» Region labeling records

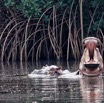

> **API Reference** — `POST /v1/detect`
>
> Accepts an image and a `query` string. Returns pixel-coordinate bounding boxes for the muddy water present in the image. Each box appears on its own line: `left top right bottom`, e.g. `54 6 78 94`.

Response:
0 62 104 103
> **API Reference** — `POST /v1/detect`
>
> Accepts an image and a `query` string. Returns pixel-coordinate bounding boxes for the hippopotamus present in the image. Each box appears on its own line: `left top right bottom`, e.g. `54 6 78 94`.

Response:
28 37 103 78
79 37 103 76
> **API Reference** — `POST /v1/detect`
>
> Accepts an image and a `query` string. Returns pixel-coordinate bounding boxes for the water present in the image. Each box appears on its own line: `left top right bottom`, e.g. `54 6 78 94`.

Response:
0 62 104 103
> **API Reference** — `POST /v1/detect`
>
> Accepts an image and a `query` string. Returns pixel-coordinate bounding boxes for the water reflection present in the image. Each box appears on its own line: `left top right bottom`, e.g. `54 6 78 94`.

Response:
80 77 104 103
0 62 104 103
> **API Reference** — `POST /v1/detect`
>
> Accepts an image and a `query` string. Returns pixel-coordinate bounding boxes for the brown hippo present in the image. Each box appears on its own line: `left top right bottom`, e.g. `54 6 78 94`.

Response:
79 37 103 76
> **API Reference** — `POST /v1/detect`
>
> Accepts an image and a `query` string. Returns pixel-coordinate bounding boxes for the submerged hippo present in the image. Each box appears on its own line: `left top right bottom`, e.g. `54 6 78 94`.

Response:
28 37 103 78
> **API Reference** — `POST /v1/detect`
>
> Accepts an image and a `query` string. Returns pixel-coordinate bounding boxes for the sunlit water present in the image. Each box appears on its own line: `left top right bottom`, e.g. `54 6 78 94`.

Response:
0 62 104 103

» Aim
If you tally the lines of the records that contain the string "Accepts", with case counting, what number do you get? Give only the number.

» Written response
7